A.G @ Sat Oct 25 said:


> Your work is highly appreciated but it can be done easily just by using two factory "Modifier" MIDI FX plugins inserted into a
> given Instrument Channel Strip.


Ah, I'd always assumed the Thru button was a bypass, not a transform plus copy. That is very neat, thanks.


----------



## TGV (Oct 25, 2014)

TGV @ Sat Oct 25 said:


> A.G @ Sat Oct 25 said:
> 
> 
> > Your work is highly appreciated but it can be done easily just by using two factory "Modifier" MIDI FX plugins inserted into a
> ...


Now that I've tried it, I notice that the modifier doesn't go beyond 200%. So even the moderate scaling, that I described above, and which works nicely with Mural, is not possible with two Modifier plugins: you'd need three. The Modifier plugin is also not very accurate (only increments of 10%), but that's not that important.


----------



## A.G (Oct 25, 2014)

TGV @ Sat Oct 25 said:


> Now that I've tried it, I notice that the modifier doesn't go beyond 200%.


That's right. That means Max multiplication (*2). Probably a few people like you need some brutal freezing multiplication (*64). :shock: 



TGV @ Sat Oct 25 said:


> The Modifier plugin is also not very accurate (only increments of 10%), but that's not that important.


This is low significant. 

PS. I gave a try with your Scripter tool - it does not work by the way when I twitch external CC1 (neither CC1 or CC11 are output via the plugin). There is some error in "HandelMIDI" CB in the "Math" code line shown in the Scripter Trace monitor. I noted some other logical errors as well, but do not have any time to backwards your code. Nice to see other guys who crack the Scripter. :wink:


----------



## TGV (Oct 25, 2014)

### [Listed entries]
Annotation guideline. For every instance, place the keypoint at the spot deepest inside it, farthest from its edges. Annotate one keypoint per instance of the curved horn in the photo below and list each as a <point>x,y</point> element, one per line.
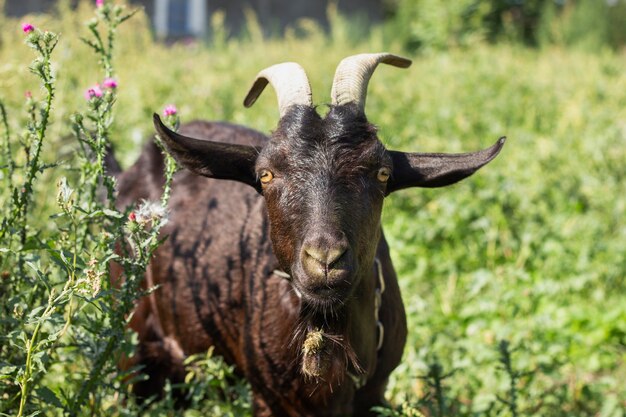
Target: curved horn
<point>290,82</point>
<point>353,75</point>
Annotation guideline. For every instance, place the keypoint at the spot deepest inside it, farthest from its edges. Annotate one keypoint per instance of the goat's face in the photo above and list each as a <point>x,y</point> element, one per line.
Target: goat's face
<point>324,179</point>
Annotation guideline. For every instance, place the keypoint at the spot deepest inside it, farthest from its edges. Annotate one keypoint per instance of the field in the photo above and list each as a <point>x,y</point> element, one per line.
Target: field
<point>514,280</point>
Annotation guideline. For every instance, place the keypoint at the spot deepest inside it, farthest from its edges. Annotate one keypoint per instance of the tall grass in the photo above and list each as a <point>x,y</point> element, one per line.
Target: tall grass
<point>513,280</point>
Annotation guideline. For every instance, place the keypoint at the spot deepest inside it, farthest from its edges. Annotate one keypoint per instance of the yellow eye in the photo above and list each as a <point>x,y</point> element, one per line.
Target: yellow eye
<point>266,176</point>
<point>383,174</point>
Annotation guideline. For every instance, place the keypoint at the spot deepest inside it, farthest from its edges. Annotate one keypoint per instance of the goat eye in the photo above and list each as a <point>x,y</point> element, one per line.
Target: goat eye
<point>266,176</point>
<point>383,174</point>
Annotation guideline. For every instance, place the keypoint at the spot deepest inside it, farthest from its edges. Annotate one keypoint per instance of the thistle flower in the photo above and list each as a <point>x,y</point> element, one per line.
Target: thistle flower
<point>170,110</point>
<point>151,212</point>
<point>95,91</point>
<point>109,83</point>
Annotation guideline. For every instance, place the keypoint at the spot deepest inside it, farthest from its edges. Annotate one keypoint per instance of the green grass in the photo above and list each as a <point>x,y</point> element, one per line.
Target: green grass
<point>530,250</point>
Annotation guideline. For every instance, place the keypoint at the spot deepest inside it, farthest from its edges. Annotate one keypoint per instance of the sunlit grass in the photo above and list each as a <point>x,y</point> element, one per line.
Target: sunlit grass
<point>530,249</point>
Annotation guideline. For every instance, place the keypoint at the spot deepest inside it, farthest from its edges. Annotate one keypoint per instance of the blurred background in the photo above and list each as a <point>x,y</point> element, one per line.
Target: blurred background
<point>514,280</point>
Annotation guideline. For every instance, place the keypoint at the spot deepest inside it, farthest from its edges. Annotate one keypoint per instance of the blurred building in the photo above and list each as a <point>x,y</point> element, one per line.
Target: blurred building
<point>183,18</point>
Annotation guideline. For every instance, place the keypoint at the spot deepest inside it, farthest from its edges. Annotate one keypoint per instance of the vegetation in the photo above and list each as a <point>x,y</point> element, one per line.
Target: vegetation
<point>513,280</point>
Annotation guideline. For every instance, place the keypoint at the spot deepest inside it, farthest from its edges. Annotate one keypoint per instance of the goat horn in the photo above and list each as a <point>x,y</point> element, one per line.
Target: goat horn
<point>353,75</point>
<point>290,82</point>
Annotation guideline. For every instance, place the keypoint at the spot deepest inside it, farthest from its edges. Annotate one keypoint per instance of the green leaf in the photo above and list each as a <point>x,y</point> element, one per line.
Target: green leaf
<point>48,396</point>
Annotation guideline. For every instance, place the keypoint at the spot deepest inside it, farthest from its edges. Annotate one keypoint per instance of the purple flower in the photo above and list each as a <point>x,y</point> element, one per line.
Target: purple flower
<point>92,92</point>
<point>170,110</point>
<point>109,83</point>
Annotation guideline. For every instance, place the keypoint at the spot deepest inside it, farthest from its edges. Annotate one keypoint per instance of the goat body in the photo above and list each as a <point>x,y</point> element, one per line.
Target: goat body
<point>284,270</point>
<point>218,287</point>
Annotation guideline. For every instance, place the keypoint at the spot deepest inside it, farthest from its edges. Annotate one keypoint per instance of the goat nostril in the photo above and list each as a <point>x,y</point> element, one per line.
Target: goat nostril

### [Actions to take]
- A) Copy out the forum thread word for word from "That's right. That" up to and including "is low significant.".
- B) According to the forum thread, in what increments can the Modifier plugin be set?
Rely solely on the forum thread for what comes next, ignoring the records.

### [Results for each task]
- A)
That's right. That means Max multiplication (*2). Probably a few people like you need some brutal freezing multiplication (*64). :shock: 



TGV @ Sat Oct 25 said:


> The Modifier plugin is also not very accurate (only increments of 10%), but that's not that important.


This is low significant.

- B) Only in increments of 10%.